{-# LANGUAGE TupleSections #-}
{-@ LIQUID "--no-warnings" @-}
{-@ LIQUID "--short-names" @-}
{-@ LIQUID "--diff" @-}
-- Hidden code
{-@ LIQUID "--higherorder" @-}
{-@ LIQUID "--totality" @-}
module StructuralInduction where
import Prelude hiding (map, id, length, return)
import Language.Haskell.Liquid.ProofCombinators
length :: L a -> Int
mapFusion :: (b -> c) -> (a -> b) -> L a -> Proof
mapId :: L a -> Proof
emptyLeft :: L a -> Proof
emptyRight :: L a -> Proof
appendAssoc :: L a -> L a -> L a -> Proof
leftIdentity :: a -> (a -> L b) -> Proof
rightIdentity :: L a -> Proof
associativity :: L a -> (a -> L b) -> (b -> L c) -> Proof
βequivalence :: (a -> L b) -> (b -> L c) -> a -> Proof
Structural Induction
How we express and prove properties on ADTs?
The list data type
A user defined list,
data L a = N | C a (L a)
{-@ data L [length] a =
N | C { hd :: a, tl :: L a}
@-}
with its anchored size function.
{-@ measure length @-}
{-@ length :: L a -> Nat @-}
length N = 0
length (C _ xs) = 1 + length xs
Reflection of ADTs into the logic
The Liquid pragma
{-@ LIQUID "--exact-data-cons" @-}
Automatically creates checker and selector measures:
isN :: L a -> Bool
isC :: L a -> Bool
select_C_1 :: L a -> a
select_C_2 :: L a -> L a
Q: Do these function types look familiar?
Reflection of Structural Inductive Functions
With the above measures, map reflects into logic!

Recorded data
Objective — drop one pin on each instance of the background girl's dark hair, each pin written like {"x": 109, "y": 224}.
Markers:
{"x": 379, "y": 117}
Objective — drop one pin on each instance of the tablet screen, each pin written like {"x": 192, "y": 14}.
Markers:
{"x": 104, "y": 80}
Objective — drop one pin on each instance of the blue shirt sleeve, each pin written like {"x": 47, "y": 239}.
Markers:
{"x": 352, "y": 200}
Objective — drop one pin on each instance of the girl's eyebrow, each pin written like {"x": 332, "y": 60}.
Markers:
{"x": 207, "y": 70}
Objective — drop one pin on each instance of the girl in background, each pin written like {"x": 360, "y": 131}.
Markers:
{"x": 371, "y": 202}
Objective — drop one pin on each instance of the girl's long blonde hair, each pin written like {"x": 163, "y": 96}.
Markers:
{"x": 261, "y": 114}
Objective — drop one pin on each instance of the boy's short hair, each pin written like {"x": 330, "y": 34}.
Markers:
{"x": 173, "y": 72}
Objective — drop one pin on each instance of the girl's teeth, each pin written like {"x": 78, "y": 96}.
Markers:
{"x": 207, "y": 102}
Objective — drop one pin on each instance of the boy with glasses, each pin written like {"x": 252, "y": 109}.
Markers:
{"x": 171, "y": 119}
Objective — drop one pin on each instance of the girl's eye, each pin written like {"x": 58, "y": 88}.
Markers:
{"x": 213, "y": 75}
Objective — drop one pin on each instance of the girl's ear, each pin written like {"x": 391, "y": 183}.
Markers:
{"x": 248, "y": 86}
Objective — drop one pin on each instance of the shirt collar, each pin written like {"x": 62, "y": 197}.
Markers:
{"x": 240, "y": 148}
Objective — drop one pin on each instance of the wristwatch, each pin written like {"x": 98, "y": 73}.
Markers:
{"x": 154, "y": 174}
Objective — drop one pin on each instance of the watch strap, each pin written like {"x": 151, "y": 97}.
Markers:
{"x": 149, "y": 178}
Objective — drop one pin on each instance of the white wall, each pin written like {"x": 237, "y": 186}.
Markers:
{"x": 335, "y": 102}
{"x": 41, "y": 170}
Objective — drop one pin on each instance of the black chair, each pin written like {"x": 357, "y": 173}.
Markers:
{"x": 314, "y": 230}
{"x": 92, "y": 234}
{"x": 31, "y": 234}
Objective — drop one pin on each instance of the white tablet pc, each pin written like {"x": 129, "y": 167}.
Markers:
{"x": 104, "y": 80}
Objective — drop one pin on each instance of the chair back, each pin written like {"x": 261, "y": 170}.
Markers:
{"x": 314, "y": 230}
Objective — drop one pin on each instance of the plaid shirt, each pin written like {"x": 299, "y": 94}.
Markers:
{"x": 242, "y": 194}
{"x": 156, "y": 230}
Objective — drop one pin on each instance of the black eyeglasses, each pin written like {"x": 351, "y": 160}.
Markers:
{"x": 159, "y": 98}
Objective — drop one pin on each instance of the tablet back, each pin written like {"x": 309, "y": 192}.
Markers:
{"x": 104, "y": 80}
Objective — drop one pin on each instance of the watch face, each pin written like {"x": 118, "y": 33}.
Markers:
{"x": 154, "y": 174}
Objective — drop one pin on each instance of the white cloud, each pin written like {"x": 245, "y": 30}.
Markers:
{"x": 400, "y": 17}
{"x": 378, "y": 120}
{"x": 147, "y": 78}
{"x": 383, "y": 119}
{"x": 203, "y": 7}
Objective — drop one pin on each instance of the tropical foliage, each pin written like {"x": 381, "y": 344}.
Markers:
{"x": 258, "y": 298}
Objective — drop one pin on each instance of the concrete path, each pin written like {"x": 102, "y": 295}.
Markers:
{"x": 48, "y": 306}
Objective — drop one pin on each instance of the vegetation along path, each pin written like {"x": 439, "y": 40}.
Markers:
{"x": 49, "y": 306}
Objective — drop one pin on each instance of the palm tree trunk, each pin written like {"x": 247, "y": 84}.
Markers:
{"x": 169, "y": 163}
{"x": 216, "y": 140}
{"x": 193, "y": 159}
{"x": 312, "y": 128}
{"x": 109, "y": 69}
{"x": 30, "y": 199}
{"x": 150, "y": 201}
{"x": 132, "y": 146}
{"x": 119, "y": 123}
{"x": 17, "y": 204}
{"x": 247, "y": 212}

Directives
[A] Return the part of the structural induction notes that opens with the words containing "import Language.Haskell.Liquid.ProofCombinators" and closes with "properties on ADTs?".
[B] Write the next part of the structural induction notes, picking up after their final line.
The listing comes from a separate source.

Answers per task
[A]
import Language.Haskell.Liquid.ProofCombinators
length :: L a -> Int
mapFusion :: (b -> c) -> (a -> b) -> L a -> Proof
mapId :: L a -> Proof
emptyLeft :: L a -> Proof
emptyRight :: L a -> Proof
appendAssoc :: L a -> L a -> L a -> Proof
leftIdentity :: a -> (a -> L b) -> Proof
rightIdentity :: L a -> Proof
associativity :: L a -> (a -> L b) -> (b -> L c) -> Proof
βequivalence :: (a -> L b) -> (b -> L c) -> a -> Proof
Structural Induction
How we express and prove properties on ADTs?

[B]
{-@ reflect map @-}
map :: (a -> b) -> L a -> L b
map f N = N
map f (C x xs) = f x `C` map f xs
The body of map reflects in its result type
map :: f:(a->b) -> xs:L a
-> {v:L a | v == map f xs
&& v == if isN xs then N else
C (f (select_C_1 xs)
(map f (select_C_2 xs))
}
Reflection of Non Recursive Functions
Non-recursive functions reflect too!
{-@ reflect id @-}
id :: a -> a
id x = x
{-@ reflect compose @-}
compose :: (b -> c) -> (a -> b) -> a -> c
compose f g x = f (g x)
Get automatically the "singleton" Liquid Types:
id :: x:a -> {v:a | v == id x && v == x}
compose :: f:(b -> c) -> g:(a -> b) -> x:a
-> {v:c | v == compose f g x && v == f (g x)}
Functor Laws: Identity
Lets prove the identity functor law!
{-@ mapId :: xs:L a -> { map id xs == id xs } @-}
mapId N
= map id N
==. N
==. id N
*** QED
mapId (C x xs)
= map id (C x xs)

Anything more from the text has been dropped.